Starting at the line that contains "Where can you spot the tile", print every remaining line of the entries, unchanged, and output nothing more.
════
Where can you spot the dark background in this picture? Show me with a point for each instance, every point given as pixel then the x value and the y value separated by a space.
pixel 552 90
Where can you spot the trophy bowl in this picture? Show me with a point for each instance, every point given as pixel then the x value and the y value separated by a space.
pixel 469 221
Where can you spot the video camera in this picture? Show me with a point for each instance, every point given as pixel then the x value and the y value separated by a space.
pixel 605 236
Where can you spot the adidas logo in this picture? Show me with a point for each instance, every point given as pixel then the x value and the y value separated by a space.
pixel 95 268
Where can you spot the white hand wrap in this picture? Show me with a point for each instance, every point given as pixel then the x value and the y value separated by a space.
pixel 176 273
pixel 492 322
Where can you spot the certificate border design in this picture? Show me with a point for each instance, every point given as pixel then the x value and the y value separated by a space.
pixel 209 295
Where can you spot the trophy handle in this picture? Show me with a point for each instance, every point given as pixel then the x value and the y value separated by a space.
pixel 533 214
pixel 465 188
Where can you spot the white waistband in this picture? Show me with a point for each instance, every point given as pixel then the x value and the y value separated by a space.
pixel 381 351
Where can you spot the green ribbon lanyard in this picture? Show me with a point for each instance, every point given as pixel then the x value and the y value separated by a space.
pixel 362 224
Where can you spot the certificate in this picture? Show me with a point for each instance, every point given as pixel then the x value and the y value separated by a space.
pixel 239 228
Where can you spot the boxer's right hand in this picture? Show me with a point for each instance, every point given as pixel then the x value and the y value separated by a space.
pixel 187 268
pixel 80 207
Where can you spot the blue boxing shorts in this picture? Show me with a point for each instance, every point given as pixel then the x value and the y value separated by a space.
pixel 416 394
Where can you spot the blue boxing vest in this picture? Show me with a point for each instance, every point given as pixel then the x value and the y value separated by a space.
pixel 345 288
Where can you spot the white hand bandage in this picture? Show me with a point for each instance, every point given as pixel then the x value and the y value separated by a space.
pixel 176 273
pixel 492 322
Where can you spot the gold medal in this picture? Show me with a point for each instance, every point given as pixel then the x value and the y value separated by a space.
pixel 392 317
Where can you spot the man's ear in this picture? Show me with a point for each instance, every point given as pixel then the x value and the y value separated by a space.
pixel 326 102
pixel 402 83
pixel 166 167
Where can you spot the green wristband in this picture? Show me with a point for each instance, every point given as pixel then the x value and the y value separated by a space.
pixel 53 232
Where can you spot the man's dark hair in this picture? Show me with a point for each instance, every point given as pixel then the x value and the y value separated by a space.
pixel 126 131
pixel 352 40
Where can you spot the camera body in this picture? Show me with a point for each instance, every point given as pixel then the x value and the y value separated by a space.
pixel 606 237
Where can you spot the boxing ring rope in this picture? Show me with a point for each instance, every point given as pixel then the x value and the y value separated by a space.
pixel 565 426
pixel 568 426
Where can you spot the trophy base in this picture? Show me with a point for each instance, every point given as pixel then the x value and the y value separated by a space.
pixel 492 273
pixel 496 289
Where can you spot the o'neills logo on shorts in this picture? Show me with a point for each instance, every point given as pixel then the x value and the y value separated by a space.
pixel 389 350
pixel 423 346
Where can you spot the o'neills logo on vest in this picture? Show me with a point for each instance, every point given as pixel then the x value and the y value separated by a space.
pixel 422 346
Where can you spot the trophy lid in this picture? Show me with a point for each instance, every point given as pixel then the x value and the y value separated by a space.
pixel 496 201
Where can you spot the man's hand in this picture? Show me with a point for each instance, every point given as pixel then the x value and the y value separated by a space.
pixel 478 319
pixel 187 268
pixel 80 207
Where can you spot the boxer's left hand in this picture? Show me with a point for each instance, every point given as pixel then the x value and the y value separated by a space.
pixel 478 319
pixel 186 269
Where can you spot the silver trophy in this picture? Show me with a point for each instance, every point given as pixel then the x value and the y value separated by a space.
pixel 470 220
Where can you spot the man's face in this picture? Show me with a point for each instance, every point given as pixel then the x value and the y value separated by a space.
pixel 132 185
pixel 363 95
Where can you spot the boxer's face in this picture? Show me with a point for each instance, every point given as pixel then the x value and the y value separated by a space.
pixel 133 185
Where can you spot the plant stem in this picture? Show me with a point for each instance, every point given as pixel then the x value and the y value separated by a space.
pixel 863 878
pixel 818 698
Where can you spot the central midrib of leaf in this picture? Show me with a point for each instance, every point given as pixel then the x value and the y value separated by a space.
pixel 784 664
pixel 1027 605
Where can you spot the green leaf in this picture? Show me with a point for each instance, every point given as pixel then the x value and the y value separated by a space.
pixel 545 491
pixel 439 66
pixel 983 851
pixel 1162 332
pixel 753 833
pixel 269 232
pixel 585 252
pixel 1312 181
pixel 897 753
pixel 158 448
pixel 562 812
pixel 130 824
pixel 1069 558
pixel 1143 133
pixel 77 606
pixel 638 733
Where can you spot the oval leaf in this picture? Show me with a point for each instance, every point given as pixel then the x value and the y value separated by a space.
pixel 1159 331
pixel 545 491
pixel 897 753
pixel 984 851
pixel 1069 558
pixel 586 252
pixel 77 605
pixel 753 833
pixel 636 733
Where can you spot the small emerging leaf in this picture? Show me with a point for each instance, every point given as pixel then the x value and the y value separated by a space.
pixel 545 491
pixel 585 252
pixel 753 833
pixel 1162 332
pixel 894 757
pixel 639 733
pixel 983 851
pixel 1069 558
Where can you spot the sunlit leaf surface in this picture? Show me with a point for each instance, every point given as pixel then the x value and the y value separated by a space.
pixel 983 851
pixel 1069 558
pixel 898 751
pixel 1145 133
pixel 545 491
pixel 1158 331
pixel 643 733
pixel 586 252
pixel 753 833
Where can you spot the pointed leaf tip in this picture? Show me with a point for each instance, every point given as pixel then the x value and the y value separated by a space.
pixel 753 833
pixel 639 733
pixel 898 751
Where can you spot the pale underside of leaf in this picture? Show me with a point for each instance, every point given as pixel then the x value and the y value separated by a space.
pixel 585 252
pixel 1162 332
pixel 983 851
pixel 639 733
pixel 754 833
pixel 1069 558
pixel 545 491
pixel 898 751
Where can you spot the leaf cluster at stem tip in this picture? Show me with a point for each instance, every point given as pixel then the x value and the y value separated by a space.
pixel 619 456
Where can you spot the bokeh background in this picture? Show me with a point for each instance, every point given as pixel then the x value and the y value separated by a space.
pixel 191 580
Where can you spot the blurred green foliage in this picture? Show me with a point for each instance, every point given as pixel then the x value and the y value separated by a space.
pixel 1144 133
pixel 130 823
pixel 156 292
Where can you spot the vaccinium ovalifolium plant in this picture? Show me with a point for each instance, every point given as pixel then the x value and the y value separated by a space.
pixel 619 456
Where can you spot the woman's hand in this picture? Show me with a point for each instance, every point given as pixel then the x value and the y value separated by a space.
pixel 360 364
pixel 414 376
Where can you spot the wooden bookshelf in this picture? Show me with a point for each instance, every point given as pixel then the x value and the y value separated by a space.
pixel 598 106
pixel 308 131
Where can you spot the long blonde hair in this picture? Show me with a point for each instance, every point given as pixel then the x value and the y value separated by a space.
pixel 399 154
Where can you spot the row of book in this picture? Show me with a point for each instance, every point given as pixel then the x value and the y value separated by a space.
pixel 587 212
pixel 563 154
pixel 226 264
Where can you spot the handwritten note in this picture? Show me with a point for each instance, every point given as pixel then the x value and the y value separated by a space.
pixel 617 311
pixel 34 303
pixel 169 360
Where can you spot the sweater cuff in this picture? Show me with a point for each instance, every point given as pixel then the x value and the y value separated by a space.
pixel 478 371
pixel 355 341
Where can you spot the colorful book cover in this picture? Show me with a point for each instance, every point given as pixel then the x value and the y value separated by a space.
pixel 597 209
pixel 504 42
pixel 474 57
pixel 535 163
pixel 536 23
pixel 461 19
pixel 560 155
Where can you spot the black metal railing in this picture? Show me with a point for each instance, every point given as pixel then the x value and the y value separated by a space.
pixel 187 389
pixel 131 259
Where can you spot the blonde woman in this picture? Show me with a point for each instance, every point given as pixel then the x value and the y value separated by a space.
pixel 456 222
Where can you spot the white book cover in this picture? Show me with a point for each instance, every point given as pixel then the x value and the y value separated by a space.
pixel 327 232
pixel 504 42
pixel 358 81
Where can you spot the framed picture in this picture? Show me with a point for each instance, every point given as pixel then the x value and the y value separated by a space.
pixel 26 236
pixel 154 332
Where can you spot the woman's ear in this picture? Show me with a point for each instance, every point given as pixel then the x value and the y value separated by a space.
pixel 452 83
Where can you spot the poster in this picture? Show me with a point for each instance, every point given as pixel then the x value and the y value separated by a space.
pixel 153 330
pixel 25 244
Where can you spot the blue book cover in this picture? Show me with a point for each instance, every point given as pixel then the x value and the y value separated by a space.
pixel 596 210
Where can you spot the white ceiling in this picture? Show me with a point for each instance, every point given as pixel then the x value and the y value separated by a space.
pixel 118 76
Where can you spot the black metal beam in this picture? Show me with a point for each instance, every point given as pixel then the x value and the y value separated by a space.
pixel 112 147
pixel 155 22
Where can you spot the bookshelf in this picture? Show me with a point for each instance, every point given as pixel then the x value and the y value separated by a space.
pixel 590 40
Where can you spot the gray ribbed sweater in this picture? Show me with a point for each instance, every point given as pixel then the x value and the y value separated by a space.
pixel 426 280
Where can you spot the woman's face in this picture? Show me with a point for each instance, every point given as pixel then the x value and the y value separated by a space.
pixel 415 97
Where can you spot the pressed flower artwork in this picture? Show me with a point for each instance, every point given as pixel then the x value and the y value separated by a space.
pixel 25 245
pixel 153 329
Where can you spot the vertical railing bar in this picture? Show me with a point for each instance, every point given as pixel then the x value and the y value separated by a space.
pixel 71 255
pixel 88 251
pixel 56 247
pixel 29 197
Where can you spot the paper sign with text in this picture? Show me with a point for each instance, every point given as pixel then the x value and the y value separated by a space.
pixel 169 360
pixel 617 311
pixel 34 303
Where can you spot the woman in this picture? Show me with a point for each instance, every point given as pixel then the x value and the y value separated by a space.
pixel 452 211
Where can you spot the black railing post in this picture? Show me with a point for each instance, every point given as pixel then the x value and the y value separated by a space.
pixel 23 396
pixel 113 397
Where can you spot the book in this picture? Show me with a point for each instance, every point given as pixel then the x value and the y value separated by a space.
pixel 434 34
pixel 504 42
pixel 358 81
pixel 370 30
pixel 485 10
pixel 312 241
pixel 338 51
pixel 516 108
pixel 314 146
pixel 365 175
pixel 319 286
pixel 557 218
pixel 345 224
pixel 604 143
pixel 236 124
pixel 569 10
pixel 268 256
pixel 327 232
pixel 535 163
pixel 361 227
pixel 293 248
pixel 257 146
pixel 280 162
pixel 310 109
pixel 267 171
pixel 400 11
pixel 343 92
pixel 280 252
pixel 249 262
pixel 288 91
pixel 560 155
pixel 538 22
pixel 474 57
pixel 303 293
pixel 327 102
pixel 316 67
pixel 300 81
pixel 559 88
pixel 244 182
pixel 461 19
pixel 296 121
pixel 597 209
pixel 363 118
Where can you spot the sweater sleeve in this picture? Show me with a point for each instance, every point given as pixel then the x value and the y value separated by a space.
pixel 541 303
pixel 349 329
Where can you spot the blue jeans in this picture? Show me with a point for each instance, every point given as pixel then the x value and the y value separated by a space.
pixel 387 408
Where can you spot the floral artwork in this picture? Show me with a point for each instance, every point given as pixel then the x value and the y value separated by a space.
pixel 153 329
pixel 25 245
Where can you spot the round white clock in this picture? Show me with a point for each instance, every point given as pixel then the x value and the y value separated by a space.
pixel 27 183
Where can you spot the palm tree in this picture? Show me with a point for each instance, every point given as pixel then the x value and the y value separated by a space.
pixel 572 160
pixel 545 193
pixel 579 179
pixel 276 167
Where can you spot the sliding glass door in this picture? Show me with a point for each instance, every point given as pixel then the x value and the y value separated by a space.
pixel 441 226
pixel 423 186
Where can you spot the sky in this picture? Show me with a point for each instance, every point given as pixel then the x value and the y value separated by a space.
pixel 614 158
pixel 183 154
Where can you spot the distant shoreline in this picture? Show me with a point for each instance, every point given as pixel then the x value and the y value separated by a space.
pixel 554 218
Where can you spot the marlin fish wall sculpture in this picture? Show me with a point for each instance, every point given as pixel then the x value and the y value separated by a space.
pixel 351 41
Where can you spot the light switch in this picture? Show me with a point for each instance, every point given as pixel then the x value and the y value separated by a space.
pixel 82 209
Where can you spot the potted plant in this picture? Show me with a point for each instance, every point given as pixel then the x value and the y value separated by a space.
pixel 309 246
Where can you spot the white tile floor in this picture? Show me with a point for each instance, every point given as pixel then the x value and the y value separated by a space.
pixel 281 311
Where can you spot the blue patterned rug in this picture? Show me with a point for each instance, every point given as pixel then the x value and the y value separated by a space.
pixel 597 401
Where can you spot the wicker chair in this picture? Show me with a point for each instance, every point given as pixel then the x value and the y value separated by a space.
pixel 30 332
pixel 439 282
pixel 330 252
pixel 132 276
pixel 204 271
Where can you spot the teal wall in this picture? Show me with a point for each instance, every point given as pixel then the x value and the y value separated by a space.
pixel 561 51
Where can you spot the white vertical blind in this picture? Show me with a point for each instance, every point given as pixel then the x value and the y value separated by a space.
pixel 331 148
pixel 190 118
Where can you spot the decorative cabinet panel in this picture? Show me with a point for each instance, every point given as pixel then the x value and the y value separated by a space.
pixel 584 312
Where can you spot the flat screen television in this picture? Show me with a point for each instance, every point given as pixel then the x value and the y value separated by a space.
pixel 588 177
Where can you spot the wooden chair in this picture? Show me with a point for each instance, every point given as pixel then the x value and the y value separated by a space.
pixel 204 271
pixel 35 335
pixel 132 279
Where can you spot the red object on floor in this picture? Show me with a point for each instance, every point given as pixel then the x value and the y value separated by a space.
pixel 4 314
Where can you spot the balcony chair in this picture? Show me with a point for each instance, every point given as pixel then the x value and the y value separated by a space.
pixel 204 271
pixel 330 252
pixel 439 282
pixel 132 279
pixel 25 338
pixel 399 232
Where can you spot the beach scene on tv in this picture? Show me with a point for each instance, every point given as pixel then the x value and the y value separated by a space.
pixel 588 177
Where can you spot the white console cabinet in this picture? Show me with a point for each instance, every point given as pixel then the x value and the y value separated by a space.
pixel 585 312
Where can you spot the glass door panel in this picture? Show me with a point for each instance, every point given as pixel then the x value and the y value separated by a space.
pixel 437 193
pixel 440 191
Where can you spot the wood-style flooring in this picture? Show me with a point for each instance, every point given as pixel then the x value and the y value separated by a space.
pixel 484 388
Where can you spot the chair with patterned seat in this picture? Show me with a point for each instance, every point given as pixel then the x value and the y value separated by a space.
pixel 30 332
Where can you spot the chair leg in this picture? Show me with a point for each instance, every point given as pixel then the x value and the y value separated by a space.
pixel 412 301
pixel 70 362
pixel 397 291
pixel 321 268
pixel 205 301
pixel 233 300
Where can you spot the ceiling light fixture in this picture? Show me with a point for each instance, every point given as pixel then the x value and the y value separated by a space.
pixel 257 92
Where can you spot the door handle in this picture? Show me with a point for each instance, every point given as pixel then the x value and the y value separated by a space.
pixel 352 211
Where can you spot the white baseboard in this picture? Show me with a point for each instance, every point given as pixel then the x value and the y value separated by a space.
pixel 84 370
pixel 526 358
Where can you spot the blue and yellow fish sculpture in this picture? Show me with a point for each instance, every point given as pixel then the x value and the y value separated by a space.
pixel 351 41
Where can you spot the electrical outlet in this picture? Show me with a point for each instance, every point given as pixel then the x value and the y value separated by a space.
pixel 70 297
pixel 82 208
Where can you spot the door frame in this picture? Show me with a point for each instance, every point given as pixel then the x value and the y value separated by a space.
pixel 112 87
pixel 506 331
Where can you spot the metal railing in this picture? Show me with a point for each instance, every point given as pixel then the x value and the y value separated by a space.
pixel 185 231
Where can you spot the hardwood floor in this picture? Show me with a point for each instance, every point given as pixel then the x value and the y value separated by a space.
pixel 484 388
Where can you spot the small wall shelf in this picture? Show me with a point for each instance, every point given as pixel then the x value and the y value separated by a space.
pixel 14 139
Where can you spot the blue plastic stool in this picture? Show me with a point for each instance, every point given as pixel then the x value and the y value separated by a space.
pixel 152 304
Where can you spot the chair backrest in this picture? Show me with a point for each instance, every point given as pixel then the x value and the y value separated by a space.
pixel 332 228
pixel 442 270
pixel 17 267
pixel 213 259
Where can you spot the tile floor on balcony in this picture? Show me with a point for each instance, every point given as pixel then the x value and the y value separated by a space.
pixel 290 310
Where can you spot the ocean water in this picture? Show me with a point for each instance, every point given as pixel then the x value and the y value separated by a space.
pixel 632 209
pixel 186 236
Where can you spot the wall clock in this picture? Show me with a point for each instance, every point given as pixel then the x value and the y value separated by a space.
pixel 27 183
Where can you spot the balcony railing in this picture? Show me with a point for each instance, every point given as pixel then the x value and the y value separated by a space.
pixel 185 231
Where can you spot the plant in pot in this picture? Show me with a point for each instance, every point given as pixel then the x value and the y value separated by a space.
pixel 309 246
════
Expected answer —
Where can you spot the tile floor on balcony in this picture? Show me with a point for each instance, every point given as pixel then the x value and the y value separated by a space.
pixel 290 310
Where can you spot the ocean water in this picture? Show me with a point for each instance, every point given as pixel then the x value and the y value separated by a space.
pixel 632 209
pixel 186 236
Where can you spot the wall clock in this picture? Show me with a point for each instance, every point given as pixel then the x value and the y value separated by a space.
pixel 27 183
Where can you spot the balcony railing in this picture? Show me with a point for each instance, every point given as pixel then the x value and the y value separated by a space.
pixel 185 231
Where can you spot the plant in pot in this picture? Show me with a point for each instance, every point given as pixel then the x value and the y value separated by a space.
pixel 309 246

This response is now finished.